Set down the material below word for word, excluding the pictures.
* * * *
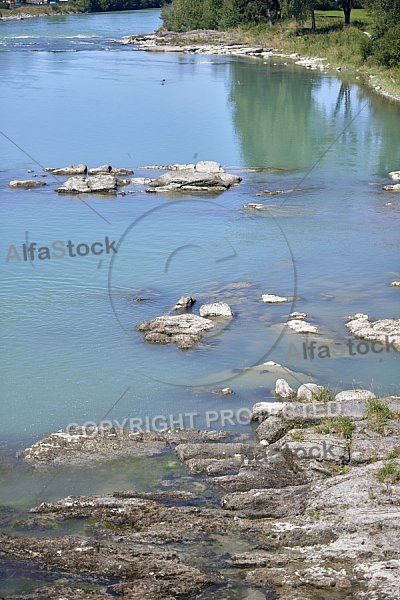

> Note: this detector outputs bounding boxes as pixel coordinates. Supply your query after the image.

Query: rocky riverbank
[0,386,400,600]
[120,30,400,102]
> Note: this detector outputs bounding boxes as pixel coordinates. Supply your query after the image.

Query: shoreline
[120,30,400,103]
[0,390,400,600]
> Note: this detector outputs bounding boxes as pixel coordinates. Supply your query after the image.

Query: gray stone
[286,319,319,334]
[297,383,324,402]
[199,302,233,317]
[346,313,400,348]
[56,175,91,194]
[382,183,400,192]
[335,390,376,402]
[136,314,214,350]
[261,294,289,304]
[8,179,46,188]
[275,379,296,400]
[174,296,196,316]
[88,175,118,194]
[44,164,87,177]
[88,165,112,175]
[149,170,241,191]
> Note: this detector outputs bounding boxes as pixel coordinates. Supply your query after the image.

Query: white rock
[131,177,153,185]
[335,390,376,402]
[261,294,289,304]
[289,312,307,321]
[286,319,319,333]
[382,183,400,192]
[275,379,296,400]
[195,160,224,173]
[297,383,324,401]
[199,302,233,317]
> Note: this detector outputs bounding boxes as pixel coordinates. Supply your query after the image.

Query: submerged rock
[275,379,296,400]
[261,294,289,304]
[148,161,241,192]
[136,314,214,350]
[286,319,319,333]
[44,164,87,177]
[382,183,400,192]
[56,174,119,194]
[8,179,46,188]
[174,296,196,316]
[346,313,400,350]
[199,302,233,317]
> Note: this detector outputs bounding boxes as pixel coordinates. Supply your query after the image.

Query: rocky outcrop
* * * *
▶ **Written reply**:
> Note: this detector outputs bounding boxes as pixel coordinates. Supply your query after the image.

Query: rocky riverbank
[0,386,400,600]
[120,30,400,102]
> Note: this detector outputs bounding boxes as pixel coordinates. Supply your query after the image.

Query: shoreline
[120,30,400,103]
[0,390,400,600]
> Note: this detector outputs bounding boxes as pixel coordinates. Supply your query after the image.

Query: gray stone
[286,319,319,334]
[297,383,324,402]
[199,302,233,317]
[346,313,400,348]
[56,175,91,194]
[382,183,400,192]
[335,390,376,402]
[136,314,214,350]
[261,294,289,304]
[8,179,46,188]
[275,379,296,400]
[174,296,196,316]
[88,175,118,194]
[44,164,87,177]
[88,165,112,175]
[149,170,241,191]
> Note: this detector outputs bounding boxes as pixel coordinates. Supply your query after the image.

Query: white rock
[131,177,153,185]
[335,390,376,402]
[261,294,289,304]
[289,312,307,321]
[286,319,319,333]
[382,183,400,192]
[275,379,296,400]
[195,160,224,173]
[297,383,324,401]
[199,302,233,317]
> Note: this detector outputs bounding boxes as pixel coordinates. Supply your query after the image.

Query: submerged rock
[275,379,296,400]
[261,294,289,304]
[148,161,241,192]
[136,314,214,350]
[286,319,319,333]
[44,164,87,177]
[382,183,400,192]
[56,174,119,194]
[8,179,46,188]
[174,296,196,316]
[346,313,400,350]
[199,302,233,317]
> Note: this detector outputs bounding boxes as pixel coordinates. Supply your query after the image.

Query: rocky outcrop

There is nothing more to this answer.